(Given data begins)

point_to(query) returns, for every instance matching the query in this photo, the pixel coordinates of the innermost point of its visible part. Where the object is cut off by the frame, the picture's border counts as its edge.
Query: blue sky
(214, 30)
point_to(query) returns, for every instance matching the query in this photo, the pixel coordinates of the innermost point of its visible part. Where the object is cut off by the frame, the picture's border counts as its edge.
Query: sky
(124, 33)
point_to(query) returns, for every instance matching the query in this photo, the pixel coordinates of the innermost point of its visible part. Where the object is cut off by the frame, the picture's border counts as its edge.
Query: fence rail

(Given data ends)

- _Task to carry out_
Would you write out the data exactly as it reads?

- _Response_
point_to(query) returns, for every instance matching the query in this photo, the pixel coordinates of the innermost point of its visible part. Where the object is cut off by the frame, the picture's border counts as its edge.
Query: blue sky
(214, 30)
point_to(query) returns, for every instance matching the query in this photo, the pixel coordinates of the innermost point of its visible part. Where the object is cut off by the frame, the picture's border counts as its edge.
Query: sky
(124, 33)
point_to(query) returns, for every instance matching the query in this photo, the pixel coordinates of the innermost point of its visible part. Where the object is cut off by the frame, the picture's border counts as its edge.
Query: fence rail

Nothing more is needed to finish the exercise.